**Source extract**
JOHN BAIRD’S UNILATERAL STEP: WHY DID FM BAIRD CROSS THE GREEN LINE TO MEET LIVNI IN HER OFFICE IN EAST JERUSALEM ?

by Rhonda Spivak, April 13, 2013

Canadian Foreign Minister John Baird met last week with Israeli Justice Minister Tzipi Livni in her office in eastern Jerusalem, which is located on Salah-A _Din street not far from the Damascus Gate of the Old City of Jerusalem.
Most Western countries refuse to let their officials attend such meetings, such that this be viewed as recognizing Israel's annexation of that part of the city.
Baird also visited the Golan Heights, another area annexed by Israel.
A nongovernmental Israeli source told Ha’retz that, "Baird recognizes the sensitivity, but he wants to set a precedent."
Baird told the National Post that where he has coffee with someone is “irrelevant” to the larger discussion of Middle East peace and does not signal a shift in Canadian foreign policy.

**Task set**
[A] In the article on John Baird's visit, which other area annexed by Israel did Baird go to?
[B] Name every person mentioned by name in the article on John Baird's visit.
[C] Please carry on the article on John Baird's visit from its last sentence.
The material after this point comes from a separate source.

**Provided material**
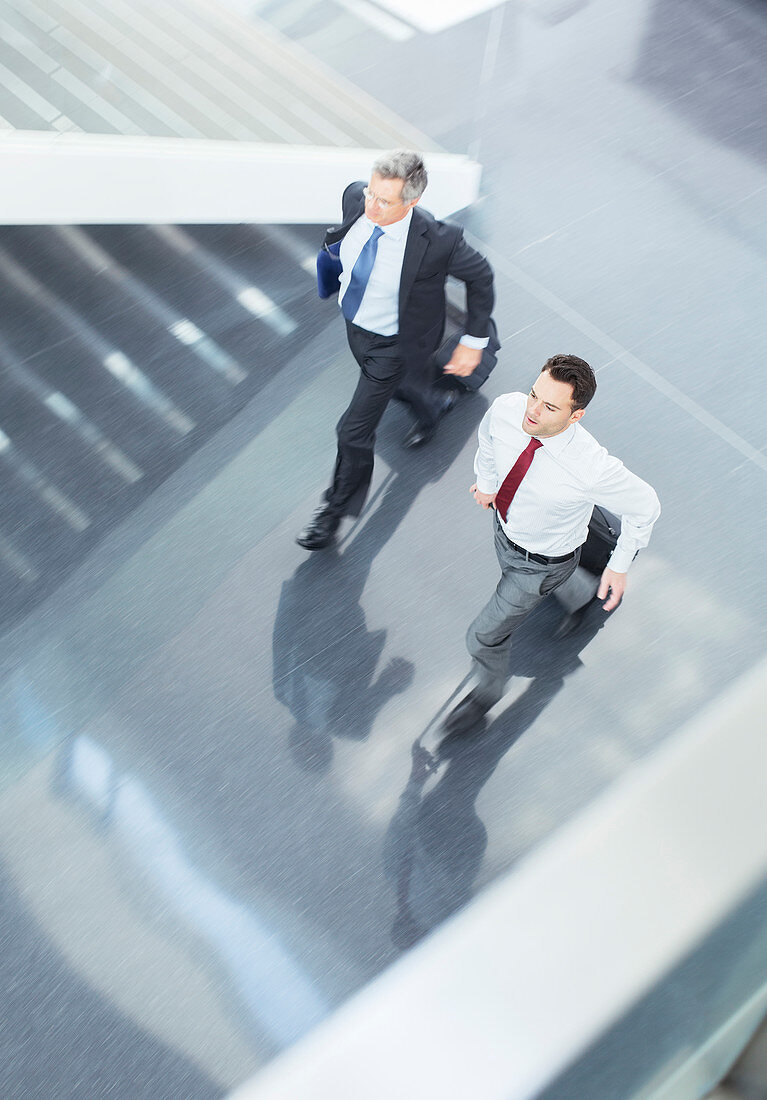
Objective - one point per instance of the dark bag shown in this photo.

**Outputs by task**
[A] The Golan Heights.

[B] John Baird, Tzipi Livni, Rhonda Spivak

[C]
 “I’m just not interested in getting into the semantic argument about whether you have a meeting with one person on one side of the street [and] it’s OK, and you have a meeting on the other side of street and it’s not,” he said during a news conference in London, following a meeting of G8 foreign ministers.
“We’re focused on trying to have an impact on the difficult and serious challenges, that being security for Israelis, an end to the conflict and the legitimate aspirations for a state from those in the Palestinian side.”
Fatah’s Commissioner for International Affairs Nabil Sha'ath responded by saying that John Baird slapped the Palestinian people in the face by holding his meeting in east Jerusalem with Livni.
Sh’ath expressed his views against the meeting in an opinion piece he published in Canada’s Globe and Mail
In his opinion piece Sha'ath said Baird’s visit to Livni’s office “not only marks an unprecedented recognition of the illegal Israeli annexation of Palestinians’ occupied capital, it undermines efforts by US Secretary of State John Kerry to restart negotiations.
“The visit is a slap in the face to the Palestinian people, particularly Palestinians living in East Jerusalem, who suffer from Israeli policies of colonial settlement expansion,” Sha'ath wrote.
He added that it was just the latest in a series of “provocations” that Canada had taken against the Palestinians, including its rejection of Palestinian statehood efforts at the United Nations.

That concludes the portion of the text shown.